[Photo-based referring expression data]
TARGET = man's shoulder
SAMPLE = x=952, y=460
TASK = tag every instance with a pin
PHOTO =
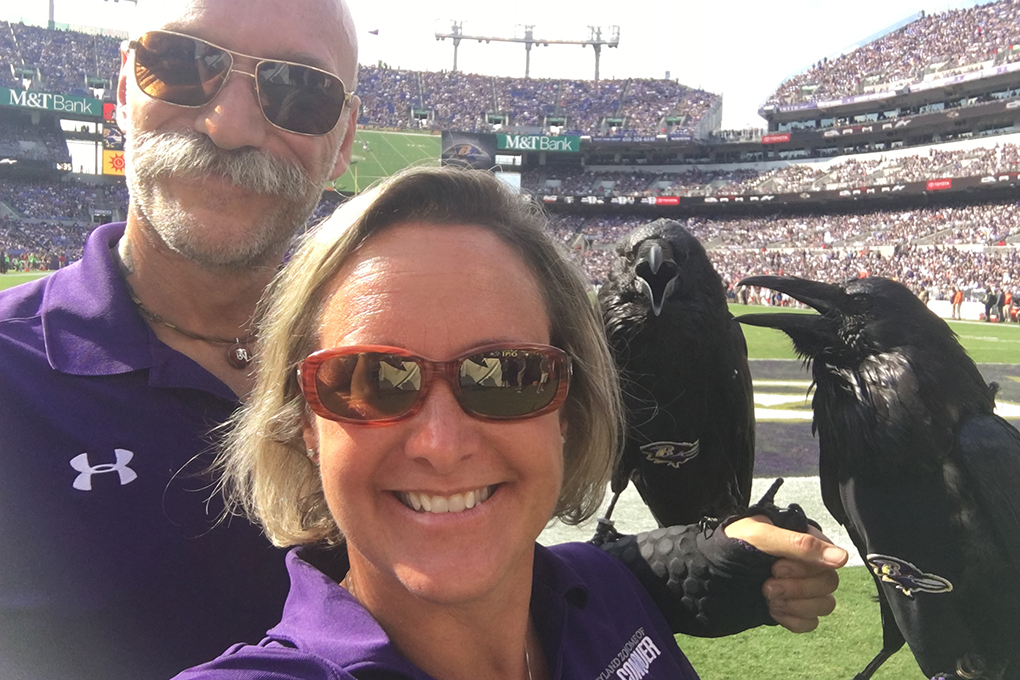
x=23, y=301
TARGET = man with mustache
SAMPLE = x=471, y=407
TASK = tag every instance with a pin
x=114, y=369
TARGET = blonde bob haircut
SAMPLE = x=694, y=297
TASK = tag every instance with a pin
x=266, y=472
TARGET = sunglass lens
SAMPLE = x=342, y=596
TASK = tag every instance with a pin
x=300, y=99
x=508, y=383
x=179, y=69
x=368, y=385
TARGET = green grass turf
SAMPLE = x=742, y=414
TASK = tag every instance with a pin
x=840, y=646
x=378, y=154
x=985, y=343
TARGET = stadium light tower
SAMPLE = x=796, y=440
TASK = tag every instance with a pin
x=596, y=39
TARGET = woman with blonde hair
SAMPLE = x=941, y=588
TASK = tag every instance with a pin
x=432, y=387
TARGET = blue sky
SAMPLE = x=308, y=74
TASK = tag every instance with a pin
x=738, y=48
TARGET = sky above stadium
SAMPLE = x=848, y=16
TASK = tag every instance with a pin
x=738, y=48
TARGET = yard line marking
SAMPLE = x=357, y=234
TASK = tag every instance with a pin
x=783, y=383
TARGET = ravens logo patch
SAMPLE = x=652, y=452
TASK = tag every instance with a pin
x=673, y=454
x=906, y=576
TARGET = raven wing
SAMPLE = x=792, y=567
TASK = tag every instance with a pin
x=988, y=452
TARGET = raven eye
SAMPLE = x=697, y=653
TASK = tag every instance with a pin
x=860, y=302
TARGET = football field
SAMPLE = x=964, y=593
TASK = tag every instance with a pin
x=378, y=154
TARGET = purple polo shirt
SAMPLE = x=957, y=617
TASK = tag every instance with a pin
x=111, y=566
x=595, y=620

#### What to produce
If a line contains the word "blonde", it counts; say how many such lines the records hold, and give only that number.

#### Solution for this problem
2